### YOUR GOAL:
Please repeat the lines below, exactly and only, from the one that holds "box: [410, 247, 465, 497]" through the one that holds "positive clicks: (420, 308) (424, 429)".

*** Begin section ***

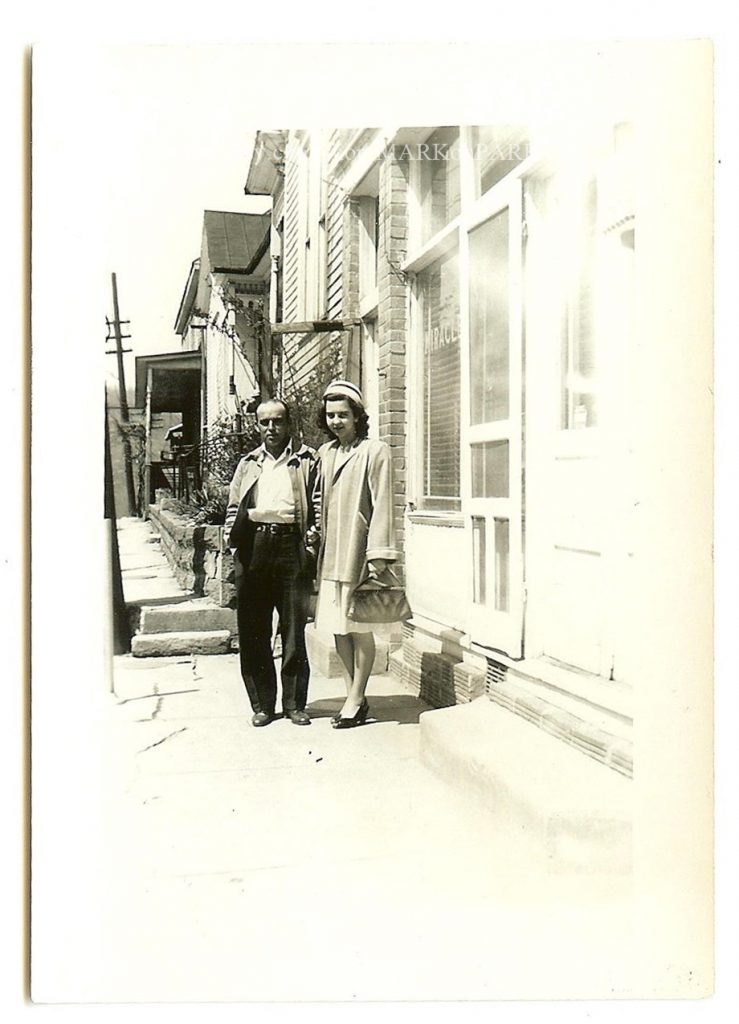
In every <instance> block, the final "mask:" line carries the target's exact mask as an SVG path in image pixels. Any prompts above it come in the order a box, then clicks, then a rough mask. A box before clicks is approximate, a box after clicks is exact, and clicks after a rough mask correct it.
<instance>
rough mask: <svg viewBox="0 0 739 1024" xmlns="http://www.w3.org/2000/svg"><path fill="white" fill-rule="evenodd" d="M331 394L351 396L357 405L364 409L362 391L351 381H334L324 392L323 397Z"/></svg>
mask: <svg viewBox="0 0 739 1024" xmlns="http://www.w3.org/2000/svg"><path fill="white" fill-rule="evenodd" d="M330 394H332V395H334V394H340V395H342V396H343V397H344V398H351V399H352V401H355V402H356V403H357V406H361V408H362V409H363V408H364V399H363V398H362V396H361V391H360V390H359V388H358V387H357V386H356V384H352V383H351V381H332V382H331V384H330V385H329V387H328V388H327V389H325V391H324V392H323V397H324V398H325V397H327V395H330Z"/></svg>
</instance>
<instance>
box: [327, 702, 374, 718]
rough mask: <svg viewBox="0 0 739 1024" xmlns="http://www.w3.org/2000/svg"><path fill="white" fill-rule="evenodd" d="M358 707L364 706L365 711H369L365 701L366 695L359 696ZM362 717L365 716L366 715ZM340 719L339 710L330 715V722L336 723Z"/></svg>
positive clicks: (368, 705)
mask: <svg viewBox="0 0 739 1024" xmlns="http://www.w3.org/2000/svg"><path fill="white" fill-rule="evenodd" d="M359 708H366V710H367V712H368V711H369V705H368V703H367V699H366V697H362V698H361V703H360V705H359ZM364 717H365V718H366V716H364ZM340 719H341V712H340V711H338V712H337V713H336V715H332V718H331V724H332V725H336V723H337V722H338V721H340Z"/></svg>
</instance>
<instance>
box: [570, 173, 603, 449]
mask: <svg viewBox="0 0 739 1024" xmlns="http://www.w3.org/2000/svg"><path fill="white" fill-rule="evenodd" d="M596 215H597V193H596V183H595V181H592V182H591V183H590V185H589V186H588V188H586V190H585V194H584V196H583V203H582V207H581V210H580V218H579V223H578V224H575V225H573V228H574V230H576V231H577V233H578V236H579V245H578V246H577V256H576V260H575V265H574V267H573V282H572V285H571V286H570V289H569V292H568V294H567V296H566V299H565V305H564V311H563V317H562V428H563V429H564V430H575V429H578V428H582V427H594V426H595V425H596V423H597V422H598V410H597V403H596V329H595V260H596Z"/></svg>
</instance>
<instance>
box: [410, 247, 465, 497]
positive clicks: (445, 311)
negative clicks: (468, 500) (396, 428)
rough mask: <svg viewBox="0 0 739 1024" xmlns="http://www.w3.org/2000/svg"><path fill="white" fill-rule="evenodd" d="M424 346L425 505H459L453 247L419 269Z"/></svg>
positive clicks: (420, 308) (424, 429)
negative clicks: (444, 253) (452, 251)
mask: <svg viewBox="0 0 739 1024" xmlns="http://www.w3.org/2000/svg"><path fill="white" fill-rule="evenodd" d="M418 280H419V299H420V311H421V324H422V336H423V347H424V359H423V365H424V505H425V507H426V508H449V509H457V508H459V507H460V383H461V382H460V284H459V262H458V257H457V253H455V252H453V253H449V254H448V255H446V256H444V257H443V258H441V259H439V260H437V261H436V262H435V263H432V264H431V265H430V266H429V267H427V268H426V269H425V270H423V271H422V272H421V273H420V274H419V279H418Z"/></svg>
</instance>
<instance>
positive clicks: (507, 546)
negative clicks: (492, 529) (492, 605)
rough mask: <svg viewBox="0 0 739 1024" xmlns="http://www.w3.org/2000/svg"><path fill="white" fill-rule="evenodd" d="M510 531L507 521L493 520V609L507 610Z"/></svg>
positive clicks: (509, 582) (508, 588)
mask: <svg viewBox="0 0 739 1024" xmlns="http://www.w3.org/2000/svg"><path fill="white" fill-rule="evenodd" d="M510 543H511V542H510V529H509V521H508V519H495V607H496V609H497V610H498V611H508V609H509V590H510V571H511V569H510Z"/></svg>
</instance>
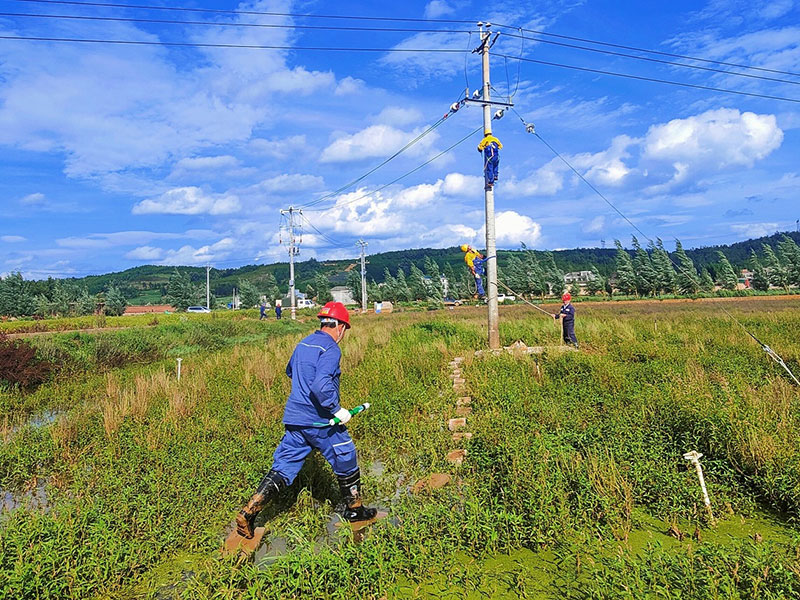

*** End section ***

### SOLUTION TO THE EXERCISE:
box: [410, 247, 465, 497]
positive clicks: (445, 311)
negative clicks: (468, 500) (396, 428)
rough mask: <svg viewBox="0 0 739 1024" xmlns="http://www.w3.org/2000/svg"><path fill="white" fill-rule="evenodd" d="M424 346L425 505H459L453 247L419 269Z"/></svg>
positive clicks: (420, 308) (424, 429)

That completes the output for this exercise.